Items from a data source
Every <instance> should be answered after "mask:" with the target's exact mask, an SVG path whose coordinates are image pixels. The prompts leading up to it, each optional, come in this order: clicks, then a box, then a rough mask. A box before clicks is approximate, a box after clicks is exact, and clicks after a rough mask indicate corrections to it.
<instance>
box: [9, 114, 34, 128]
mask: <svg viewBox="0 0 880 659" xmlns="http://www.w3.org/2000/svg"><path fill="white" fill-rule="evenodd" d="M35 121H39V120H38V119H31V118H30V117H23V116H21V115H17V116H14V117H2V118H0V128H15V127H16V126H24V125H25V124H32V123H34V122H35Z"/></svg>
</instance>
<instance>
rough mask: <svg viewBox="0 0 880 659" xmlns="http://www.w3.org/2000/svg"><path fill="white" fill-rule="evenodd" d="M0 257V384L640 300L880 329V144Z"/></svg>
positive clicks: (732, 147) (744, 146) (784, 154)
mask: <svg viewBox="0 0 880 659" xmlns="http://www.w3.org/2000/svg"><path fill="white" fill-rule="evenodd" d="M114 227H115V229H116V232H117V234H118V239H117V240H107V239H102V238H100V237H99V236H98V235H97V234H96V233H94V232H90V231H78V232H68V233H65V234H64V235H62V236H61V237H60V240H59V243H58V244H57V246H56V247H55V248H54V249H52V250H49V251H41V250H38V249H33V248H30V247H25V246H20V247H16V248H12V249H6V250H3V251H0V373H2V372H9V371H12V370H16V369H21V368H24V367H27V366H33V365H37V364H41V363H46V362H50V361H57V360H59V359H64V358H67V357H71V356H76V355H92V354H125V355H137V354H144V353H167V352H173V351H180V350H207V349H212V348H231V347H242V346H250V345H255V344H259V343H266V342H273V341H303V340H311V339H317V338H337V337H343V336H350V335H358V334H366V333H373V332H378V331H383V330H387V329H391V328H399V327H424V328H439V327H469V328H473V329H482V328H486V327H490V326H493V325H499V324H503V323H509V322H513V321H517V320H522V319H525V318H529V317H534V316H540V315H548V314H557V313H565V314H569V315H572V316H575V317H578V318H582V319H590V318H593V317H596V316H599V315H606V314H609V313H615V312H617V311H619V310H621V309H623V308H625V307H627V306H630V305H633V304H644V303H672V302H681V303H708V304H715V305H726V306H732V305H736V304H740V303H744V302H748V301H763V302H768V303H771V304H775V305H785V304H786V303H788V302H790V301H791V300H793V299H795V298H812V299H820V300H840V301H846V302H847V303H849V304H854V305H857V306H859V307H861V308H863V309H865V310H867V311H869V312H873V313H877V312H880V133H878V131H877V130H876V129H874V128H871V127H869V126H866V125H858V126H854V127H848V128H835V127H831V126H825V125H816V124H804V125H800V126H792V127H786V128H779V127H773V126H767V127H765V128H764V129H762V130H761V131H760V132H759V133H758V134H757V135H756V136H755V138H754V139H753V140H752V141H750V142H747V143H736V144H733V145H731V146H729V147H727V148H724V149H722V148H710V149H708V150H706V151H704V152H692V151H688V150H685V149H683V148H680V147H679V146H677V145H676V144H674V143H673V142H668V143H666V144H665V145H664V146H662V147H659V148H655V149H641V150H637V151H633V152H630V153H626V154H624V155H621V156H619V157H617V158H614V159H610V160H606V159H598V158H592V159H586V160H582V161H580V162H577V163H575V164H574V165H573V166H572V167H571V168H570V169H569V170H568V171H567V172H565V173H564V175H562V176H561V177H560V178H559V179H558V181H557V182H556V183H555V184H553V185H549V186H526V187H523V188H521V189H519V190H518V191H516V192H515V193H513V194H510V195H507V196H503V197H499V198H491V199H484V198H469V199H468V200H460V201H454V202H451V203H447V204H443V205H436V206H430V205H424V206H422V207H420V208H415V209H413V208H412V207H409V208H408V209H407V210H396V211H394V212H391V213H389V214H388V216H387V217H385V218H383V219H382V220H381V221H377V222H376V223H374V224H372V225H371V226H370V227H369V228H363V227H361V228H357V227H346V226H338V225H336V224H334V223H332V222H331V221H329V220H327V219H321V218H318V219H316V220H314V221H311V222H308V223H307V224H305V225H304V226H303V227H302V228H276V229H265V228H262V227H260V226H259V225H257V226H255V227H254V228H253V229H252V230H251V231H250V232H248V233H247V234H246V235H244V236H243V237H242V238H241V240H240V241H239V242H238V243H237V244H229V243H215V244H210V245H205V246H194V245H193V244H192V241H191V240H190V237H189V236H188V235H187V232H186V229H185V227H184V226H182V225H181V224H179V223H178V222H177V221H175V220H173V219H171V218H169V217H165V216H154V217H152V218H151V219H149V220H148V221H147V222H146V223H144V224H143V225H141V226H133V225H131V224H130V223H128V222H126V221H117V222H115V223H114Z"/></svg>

INSTRUCTION:
Copy every line of the items above word for word, without changing anything.

EXERCISE OUTPUT:
Every <instance> should be answered after "mask:" with the target's exact mask, an SVG path whose coordinates are image pixels. The prompts leading up to it, each optional, come in this order: clicks, then a box, then a rough mask. A box before clicks is approximate, a box after clicks is exact, and clicks after a rough mask indicate corrections to it.
<instance>
box: [9, 114, 34, 128]
mask: <svg viewBox="0 0 880 659" xmlns="http://www.w3.org/2000/svg"><path fill="white" fill-rule="evenodd" d="M35 121H39V120H38V119H31V118H30V117H23V116H21V115H17V116H14V117H2V118H0V128H15V127H16V126H24V125H25V124H32V123H34V122H35Z"/></svg>
</instance>
<instance>
rough mask: <svg viewBox="0 0 880 659" xmlns="http://www.w3.org/2000/svg"><path fill="white" fill-rule="evenodd" d="M0 257V384L640 300L880 329V144Z"/></svg>
positive clicks: (732, 147) (744, 146) (784, 154)
mask: <svg viewBox="0 0 880 659" xmlns="http://www.w3.org/2000/svg"><path fill="white" fill-rule="evenodd" d="M114 227H115V229H116V232H117V234H118V239H117V240H107V239H102V238H100V237H99V236H98V235H97V234H96V233H94V232H90V231H78V232H68V233H65V234H64V235H62V236H61V237H60V240H59V243H58V244H57V246H56V247H55V248H54V249H52V250H49V251H41V250H38V249H33V248H30V247H25V246H20V247H16V248H12V249H6V250H3V251H0V373H2V372H9V371H12V370H16V369H21V368H24V367H27V366H33V365H37V364H41V363H46V362H50V361H57V360H59V359H64V358H67V357H71V356H76V355H92V354H125V355H137V354H144V353H167V352H173V351H180V350H207V349H212V348H231V347H242V346H250V345H255V344H259V343H266V342H273V341H303V340H311V339H317V338H337V337H343V336H350V335H358V334H366V333H373V332H378V331H383V330H387V329H391V328H399V327H424V328H439V327H469V328H473V329H482V328H486V327H490V326H493V325H499V324H503V323H509V322H513V321H517V320H522V319H525V318H529V317H534V316H540V315H548V314H557V313H565V314H569V315H572V316H575V317H578V318H582V319H590V318H593V317H596V316H599V315H606V314H609V313H615V312H617V311H619V310H621V309H623V308H625V307H627V306H630V305H633V304H644V303H672V302H681V303H708V304H715V305H726V306H732V305H736V304H740V303H744V302H748V301H763V302H768V303H771V304H775V305H785V304H786V303H788V302H790V301H791V300H793V299H795V298H812V299H820V300H840V301H846V302H847V303H849V304H854V305H857V306H859V307H861V308H863V309H865V310H867V311H869V312H873V313H877V312H880V133H878V131H877V130H876V129H874V128H871V127H869V126H866V125H858V126H854V127H848V128H835V127H831V126H825V125H816V124H804V125H800V126H792V127H786V128H779V127H773V126H767V127H765V128H764V129H762V130H761V131H760V132H759V133H758V134H757V135H756V136H755V138H754V139H753V140H752V141H750V142H747V143H736V144H733V145H731V146H729V147H727V148H724V149H722V148H710V149H708V150H706V151H704V152H692V151H688V150H685V149H683V148H680V147H679V146H677V145H676V144H674V143H673V142H668V143H666V144H665V145H664V146H662V147H659V148H655V149H641V150H637V151H633V152H630V153H626V154H624V155H621V156H619V157H617V158H614V159H610V160H606V159H598V158H592V159H586V160H582V161H580V162H577V163H575V164H574V165H573V166H572V167H571V168H570V169H569V170H568V171H567V172H565V173H564V175H562V176H561V177H560V178H559V179H558V181H557V182H556V183H555V184H553V185H549V186H526V187H523V188H521V189H519V190H518V191H516V192H515V193H513V194H510V195H507V196H503V197H499V198H491V199H484V198H469V199H468V200H460V201H454V202H451V203H447V204H443V205H436V206H430V205H424V206H422V207H420V208H415V209H413V208H412V207H409V208H408V209H407V210H396V211H394V212H391V213H389V214H388V216H387V217H385V218H383V219H382V220H381V221H377V222H376V223H374V224H372V225H371V226H370V227H369V228H363V227H361V228H357V227H346V226H338V225H336V224H334V223H332V222H331V221H329V220H327V219H321V218H318V219H316V220H314V221H311V222H308V223H307V224H305V225H304V226H303V227H302V228H276V229H265V228H262V227H260V226H259V225H257V226H255V227H254V228H253V229H252V230H251V231H250V232H248V233H247V234H246V235H244V236H243V237H242V238H241V240H240V241H239V242H238V243H237V244H229V243H215V244H210V245H205V246H194V245H193V244H192V241H191V240H190V237H189V236H188V235H187V232H186V229H185V227H184V226H182V225H181V224H179V223H178V222H177V221H175V220H173V219H171V218H169V217H165V216H154V217H152V218H151V219H149V220H148V221H147V222H146V223H144V224H143V225H141V226H133V225H131V224H130V223H128V222H126V221H117V222H115V223H114Z"/></svg>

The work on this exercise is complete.